> _Exercise aim_
The copy you produce must repeat each record exactly and contain no pictures.

***

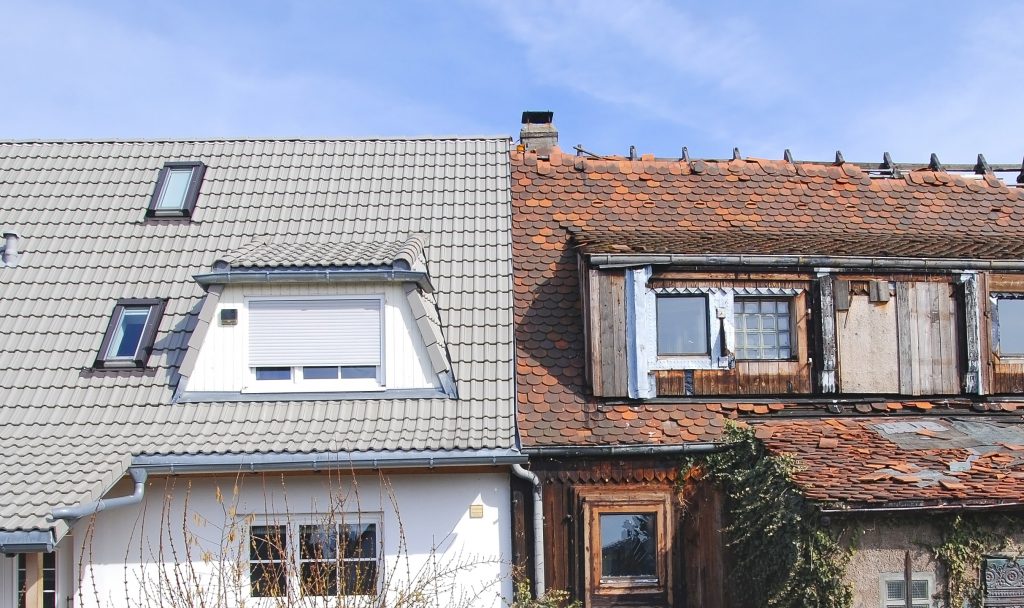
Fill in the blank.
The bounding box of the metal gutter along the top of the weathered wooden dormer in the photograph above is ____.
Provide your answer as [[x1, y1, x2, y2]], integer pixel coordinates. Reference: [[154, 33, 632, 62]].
[[588, 254, 1024, 271]]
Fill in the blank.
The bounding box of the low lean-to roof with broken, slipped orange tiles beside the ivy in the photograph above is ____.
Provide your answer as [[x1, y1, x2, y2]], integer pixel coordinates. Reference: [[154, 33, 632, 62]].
[[755, 418, 1024, 508]]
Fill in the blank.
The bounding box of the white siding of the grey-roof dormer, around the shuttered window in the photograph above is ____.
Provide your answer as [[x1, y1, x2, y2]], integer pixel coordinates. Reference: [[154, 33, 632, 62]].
[[188, 284, 440, 393]]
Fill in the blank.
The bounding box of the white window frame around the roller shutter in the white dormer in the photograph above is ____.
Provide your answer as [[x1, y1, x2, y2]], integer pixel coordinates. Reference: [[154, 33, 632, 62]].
[[242, 294, 387, 393]]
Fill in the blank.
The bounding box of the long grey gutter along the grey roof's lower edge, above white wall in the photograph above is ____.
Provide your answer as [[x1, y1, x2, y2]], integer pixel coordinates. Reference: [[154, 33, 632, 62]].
[[132, 449, 526, 475]]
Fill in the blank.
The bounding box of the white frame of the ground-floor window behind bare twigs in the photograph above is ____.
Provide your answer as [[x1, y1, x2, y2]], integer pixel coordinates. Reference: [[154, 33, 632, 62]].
[[243, 511, 386, 606]]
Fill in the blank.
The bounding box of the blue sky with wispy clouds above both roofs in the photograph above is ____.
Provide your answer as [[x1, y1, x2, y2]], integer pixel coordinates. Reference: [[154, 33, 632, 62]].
[[0, 0, 1024, 163]]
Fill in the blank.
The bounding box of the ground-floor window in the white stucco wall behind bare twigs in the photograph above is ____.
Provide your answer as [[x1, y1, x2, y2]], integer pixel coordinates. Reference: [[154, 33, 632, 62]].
[[249, 517, 380, 598]]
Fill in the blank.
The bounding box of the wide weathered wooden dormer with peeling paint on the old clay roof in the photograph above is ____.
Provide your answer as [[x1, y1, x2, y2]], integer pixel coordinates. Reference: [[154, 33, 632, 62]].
[[572, 228, 1024, 398]]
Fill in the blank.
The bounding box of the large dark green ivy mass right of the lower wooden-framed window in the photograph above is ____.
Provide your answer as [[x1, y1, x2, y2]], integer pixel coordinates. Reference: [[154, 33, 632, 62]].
[[683, 425, 853, 608]]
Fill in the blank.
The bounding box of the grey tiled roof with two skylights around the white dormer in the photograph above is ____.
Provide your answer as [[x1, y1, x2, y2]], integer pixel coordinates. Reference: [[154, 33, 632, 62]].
[[0, 138, 515, 530]]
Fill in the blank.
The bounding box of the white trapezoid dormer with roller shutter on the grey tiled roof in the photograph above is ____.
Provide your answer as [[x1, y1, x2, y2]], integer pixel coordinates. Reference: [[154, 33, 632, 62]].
[[179, 234, 456, 401]]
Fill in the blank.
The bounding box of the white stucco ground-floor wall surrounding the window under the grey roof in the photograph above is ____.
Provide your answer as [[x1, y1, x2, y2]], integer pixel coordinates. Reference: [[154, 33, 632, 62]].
[[62, 469, 512, 608]]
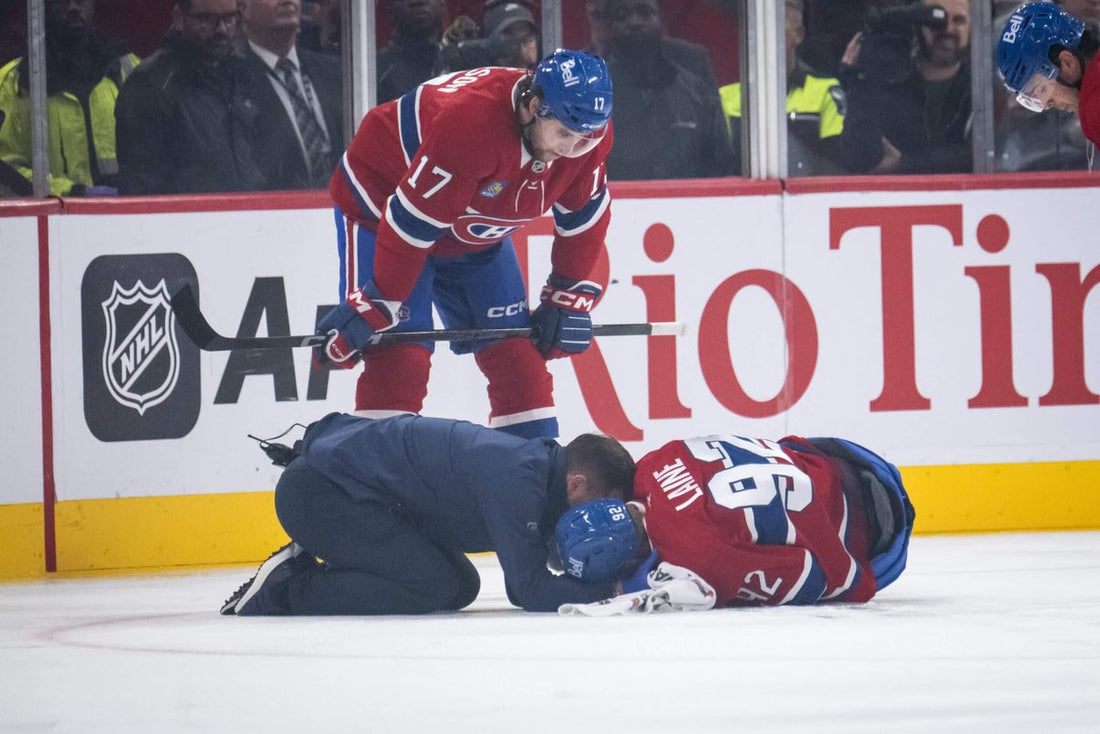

***

> _The answer_
Fill in the blank.
The bounding box of the metal gutter along the top of the weathered wooden dormer in the photograph above is ____.
Provide your answer as [[x1, y1, x2, y2]], integer pixel coordinates. Reference: [[154, 33, 632, 62]].
[[588, 254, 1024, 271]]
Fill in the blank.
The bounding box of the low lean-to roof with broken, slipped orange tiles beside the ivy in the photograph above is ____.
Provide your answer as [[x1, y1, x2, y2]], integer pixel coordinates. Reference: [[154, 33, 632, 62]].
[[755, 418, 1024, 508]]
Fill in the blank.
The bounding box of the white siding of the grey-roof dormer, around the shuttered window in the photograph above is ____.
Provide your answer as [[x1, y1, x2, y2]], integer pixel coordinates. Reference: [[154, 33, 632, 62]].
[[188, 284, 440, 393]]
Fill in the blank.
The bounding box of the white window frame around the roller shutter in the white dormer in the photograph above is ____.
Provide your answer as [[x1, y1, x2, y2]], integer pixel coordinates. Reference: [[154, 33, 632, 62]].
[[242, 294, 387, 393]]
Fill in the blank.
The bounding box of the long grey gutter along the grey roof's lower edge, above white wall in the photograph above is ____.
Provide your answer as [[x1, y1, x2, y2]], integer pixel coordinates. Reference: [[154, 33, 632, 62]].
[[132, 449, 526, 475]]
Fill in the blank.
The bounding box of the white frame of the ground-floor window behind bare twigs in the photograph above is ____.
Provide your answer as [[x1, y1, x2, y2]], integer pixel coordinates. Reference: [[154, 33, 632, 62]].
[[243, 511, 386, 606]]
Fill in the blank.
The bounding box of the blue sky with wispy clouds above both roofs in the photograph above is ____.
Provide your answer as [[x1, y1, x2, y2]], integer pixel coordinates. Reference: [[154, 33, 632, 62]].
[[0, 0, 1024, 163]]
Fill in the blank.
The bounding box of the ground-floor window in the white stucco wall behind bare twigs in the photograph above is ____.
Provide your answer as [[x1, y1, x2, y2]], integer pixel coordinates. Reference: [[154, 33, 632, 62]].
[[249, 517, 380, 598]]
Fill in the blank.
The bounding box of the wide weathered wooden dormer with peeling paint on the old clay roof in the photograph above is ____.
Provide your answer as [[x1, y1, x2, y2]], integer pixel coordinates. Reference: [[154, 33, 632, 62]].
[[572, 228, 1024, 398]]
Fill in the blank.
The bounding box of the large dark green ivy mass right of the lower wooden-framed window in the photograph above is ____.
Provide your answer as [[x1, y1, x2, y2]], integer pixel coordinates. Reference: [[154, 33, 632, 62]].
[[683, 425, 853, 608]]
Fill in the blank.
The bounding box of the grey tiled roof with two skylights around the white dormer in the photograph above is ____.
Provide your answer as [[x1, y1, x2, y2]], integer pixel coordinates. Reference: [[154, 33, 632, 62]].
[[0, 138, 515, 530]]
Fill in the blank.
The bounding box of the white trapezoid dormer with roller shutter on the grey tiled roof in the photograph above is ____.
Provide your answer as [[x1, y1, x2, y2]], integer pixel coordinates. Reference: [[154, 33, 632, 62]].
[[179, 234, 456, 401]]
Fill in the blank.
The bounding box of the white stucco ground-floor wall surrounding the window under the grey roof in the photograph above is ____.
Provide your answer as [[x1, y1, x2, y2]], integer pixel coordinates. Reference: [[154, 33, 632, 62]].
[[62, 469, 512, 608]]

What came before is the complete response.